* **Lesetext**

- - -

Die Awaren

Als die Awaren erstmals nach Europa vordrangen, war der Eindruck der Hunnen, deren Reich ein Jahrhundert zuvor untergegangen war, noch so stark, dass man auch das neue Reitervolk als Hunnen ansah und so bezeichnete. Auch in Österreich gibt es zahlreiche Ortsund Flurnamen, die mit dem Wort Hunnen zusammengesetzt sind, tatsächlich aber auf die Awaren hinweisen. Als Beispiel sei Heun(en)burg, das heutige Haimburg bei Völkermarkt in Kärnten genannt. Während der deutsche Name auf die Heunen (Hunnen) zurückgeht, weist die slowenische Form Vobre, die von ober=Aware abgeleitet ist, auf die richtige Wurzel hin.

Umstritten ist die von manchen Forschern vertretene Gleichsetzung der Awaren mit den Jou-Jan, die in der Mongolei ansässig waren und in chinesischen Quellen genannt werden. Jene Awaren, die zunächst mit dem Byzantinischen Reich und dann mit dem Frankenreich in Kontakt traten, werden bisweilen als „Pseudoawaren“ bezeichnet, weil sie ihren Namen offenbar von einem anderen Steppenvolk, den ursprünglichen Awaren, übernommen hatten. Ähnlich wie bei den Hunnen finden sich auch bei den Awaren europide und mongolide Einflüsse. In der Hauptsache aber sind die Awaren, auch was ihre Sprache betrifft, als Turkvolk anzusprechen.

- - -

* **Gesammelte Daten**

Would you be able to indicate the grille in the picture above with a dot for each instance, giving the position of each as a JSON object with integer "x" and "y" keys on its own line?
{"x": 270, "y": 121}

- - -

* **Anleitung zur Aufgabe**
Schreiben Sie den Text über die Awaren im Anschluss an seinen letzten Satz weiter. Die Zeilen haben mit dem Text über die Awaren nichts zu tun.

* **Antwort**
So wie die Hunnen sind auch die Awaren aus einem Bündnis verschiedener Stämme und Reitervölker hervorgegangen, darunter die Bulgaren, die sich nach 626 aus diesem Bündnis lösten. In enger Verbindung mit den Awaren traten die Slawen bzw. Anten auf, deren Ursprung in der Forschung nach wie vor umstritten ist. Den zeitgenössischen Quellen ist zu entnehmen, dass die Awaren eine zahlenmäßig geringe Oberschicht bildeten, die als Reiterkrieger die von ihnen beherrschten Völker ausbeuteten. Die Slawen als Bauern, die vom Ackerbau lebten, versorgten die Awaren, die Viehzüchter waren, mit Getreide und anderen von ihnen hergestellten Produkten. Die Awaren wiederum benützten ihre Position als „Herrenvolk“ um mit slawischen Frauen Nachkommen zu zeugen. Kinder aus solchen Verbindungen wurden, wenn sie erfolgreich waren, zu Reiterkriegern und damit selbst zu Awaren, andernfalls zählten sie zu den von den Awaren ausgebeuteten Slawen. Für den Status als Aware oder Slawe war daher weniger die ethnische Zugehörigkeit als das Sozialprestige ausschlaggebend.

Die „goldene Epoche“ bis 626

Nachdem die Awaren von anderen Turkvölkern aus Zentralasien verdrängt worden waren, erschien im Winter 558/59 ihre erste Gesandtschaft in Konstantinopel. Da sie ihre Haare ganz lang trugen, geflochten und mit Bändern gebunden, erregten sie allgemeines Aufsehen.

In den folgenden Jahren kämpften sie gegen hohen Sold als Verbündete Kaiser Justinians und besiegten die Barbarenreiche nördlich des Schwarzen Meeres.

Ein erster Angriff auf das Frankenreich im Westen um 561/62 wurde durch König Sigibert I. von Austrasien bei Magdeburg an der Elbe zurückgeschlagen.

Als der oströmische Kaiser Justin II. 565 die Zahlungen an die Awaren einstellte, unternahmen diese einen erneuten Vorstoß nach Westen.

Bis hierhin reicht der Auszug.